==== PROVIDED MATERIAL ====

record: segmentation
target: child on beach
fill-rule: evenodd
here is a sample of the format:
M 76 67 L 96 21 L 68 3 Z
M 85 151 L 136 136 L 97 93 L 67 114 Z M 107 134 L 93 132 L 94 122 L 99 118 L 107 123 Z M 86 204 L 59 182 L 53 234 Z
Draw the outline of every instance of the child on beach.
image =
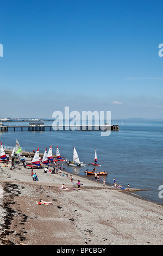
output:
M 78 185 L 78 190 L 80 190 L 80 180 L 78 180 L 78 182 L 77 183 L 77 185 Z
M 103 185 L 104 185 L 104 186 L 105 186 L 105 178 L 104 178 L 103 179 Z

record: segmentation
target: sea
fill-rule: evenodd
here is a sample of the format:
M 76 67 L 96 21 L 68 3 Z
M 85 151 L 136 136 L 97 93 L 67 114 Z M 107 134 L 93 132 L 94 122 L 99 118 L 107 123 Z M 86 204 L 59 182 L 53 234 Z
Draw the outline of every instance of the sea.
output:
M 51 125 L 52 122 L 44 122 Z M 29 123 L 28 123 L 28 124 Z M 9 123 L 5 125 L 24 125 L 23 123 Z M 85 176 L 84 171 L 92 170 L 95 149 L 98 163 L 96 171 L 107 171 L 106 184 L 117 183 L 124 187 L 145 191 L 134 192 L 138 197 L 163 204 L 163 122 L 117 122 L 119 131 L 111 131 L 108 136 L 102 136 L 101 131 L 30 131 L 18 128 L 14 131 L 0 132 L 3 145 L 14 147 L 17 139 L 22 148 L 27 151 L 43 153 L 51 145 L 53 154 L 56 154 L 57 145 L 60 155 L 68 161 L 73 160 L 75 147 L 80 162 L 84 167 L 76 168 L 65 166 L 65 170 Z M 40 170 L 41 171 L 41 170 Z M 99 182 L 103 176 L 99 177 Z M 90 175 L 89 179 L 95 179 Z M 96 181 L 98 182 L 98 181 Z

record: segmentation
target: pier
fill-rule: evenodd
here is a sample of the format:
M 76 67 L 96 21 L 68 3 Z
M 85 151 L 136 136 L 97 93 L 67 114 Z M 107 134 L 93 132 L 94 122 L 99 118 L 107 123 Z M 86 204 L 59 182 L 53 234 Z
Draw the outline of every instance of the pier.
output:
M 24 125 L 4 125 L 0 124 L 0 131 L 119 131 L 117 125 L 52 125 L 43 123 L 29 123 Z

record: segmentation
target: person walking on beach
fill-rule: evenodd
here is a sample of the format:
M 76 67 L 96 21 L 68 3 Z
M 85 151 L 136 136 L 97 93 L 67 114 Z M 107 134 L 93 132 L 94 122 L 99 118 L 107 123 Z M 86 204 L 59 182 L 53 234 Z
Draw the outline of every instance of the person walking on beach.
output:
M 105 178 L 104 178 L 103 179 L 103 185 L 104 185 L 104 186 L 105 186 Z
M 77 184 L 78 184 L 78 190 L 80 190 L 80 180 L 78 180 L 78 182 Z

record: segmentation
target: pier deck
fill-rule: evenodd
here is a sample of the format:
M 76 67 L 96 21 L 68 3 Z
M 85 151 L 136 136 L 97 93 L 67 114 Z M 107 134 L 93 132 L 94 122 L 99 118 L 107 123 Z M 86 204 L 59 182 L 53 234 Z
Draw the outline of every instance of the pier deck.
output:
M 0 131 L 118 131 L 119 126 L 117 125 L 1 125 Z

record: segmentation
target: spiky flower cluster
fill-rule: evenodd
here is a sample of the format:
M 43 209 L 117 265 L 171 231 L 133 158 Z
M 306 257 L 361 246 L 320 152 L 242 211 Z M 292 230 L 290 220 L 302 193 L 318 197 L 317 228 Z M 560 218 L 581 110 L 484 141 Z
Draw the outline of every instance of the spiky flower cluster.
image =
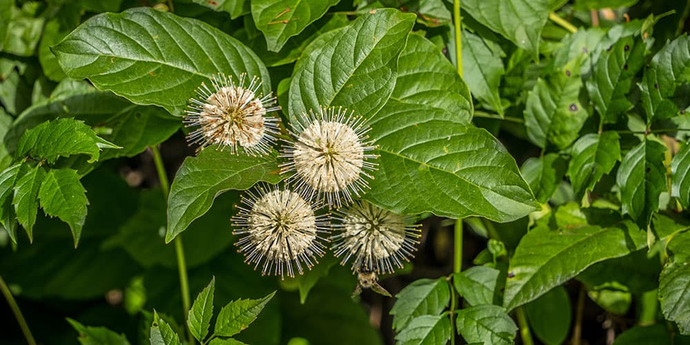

====

How many lines in the material above contain the string "walking"? Case counts; reply with the number only.

2